• [WRITTEN INSTRUCTION]
Decide whether each statement below agrees with the forum post on bash searching: (a) The poster has 10,000 doc files and 3,00,000 html files. (b) The first approach produced incorrect output. (c) In the first approach, the outer loop ran over the list of doc files. For each, answer yes or no and quote the deciding words of the post.

— BEGIN READING TEXT —

Performing fast searching operations with a bash script

Hi,

Here is a tough requirement , to be served by bash script.

I want to perform 3,00,000 * 10,000 searches.

i.e. I have 10,000 doc files and 3,00,000 html files in the file-system. I want to check, which of the doc files are referred in any html files. (ex- <a href="abc.doc">abc</a>) Finally, I want to remove all the doc files, which are not referenced from any of the html files.

Approach -1 :-
Initially I have tried with nested loops, outer loop on list of html files, and inner loop on list of doc files. Then, inside the inner loop, I was checking (with fgrep command) whether one file is present in one html.
# html_list :- list of all html files
# doc_file_list :- list of all doc files
# tmp_doc_file_list :- list of temp doc files
while read l_line_outer
do
while read l_line_inner
do
fgrep <file> <html>
return_code=$?
if [ $return_code -ne 0 ]
then
printf "%s\t%s\n" $l_alias_name_file $l_alias_path_file >> tmp_doc_file_list
fi
done < doc_file_list
mv tmp_doc_file_list doc_file_list
done < html_list

This approach was giving correct output, but it was taking a long time to perform this huge no. of searches.

— END READING TEXT —
— BEGIN LISTED RECORDS —

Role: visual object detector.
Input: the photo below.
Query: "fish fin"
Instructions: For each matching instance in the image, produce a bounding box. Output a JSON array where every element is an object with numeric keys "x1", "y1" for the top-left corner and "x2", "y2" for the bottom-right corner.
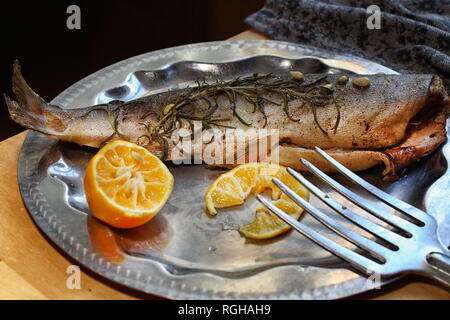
[{"x1": 4, "y1": 60, "x2": 64, "y2": 134}]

— END LISTED RECORDS —

• [OUTPUT OF THE EXERCISE]
(a) Yes: "I have 10,000 doc files and 3,00,000 html files in the file-system."
(b) No: "This approach was giving correct output, but it was taking a long time to perform this huge no. of searches."
(c) No: "outer loop on list of html files, and inner loop on list of doc files"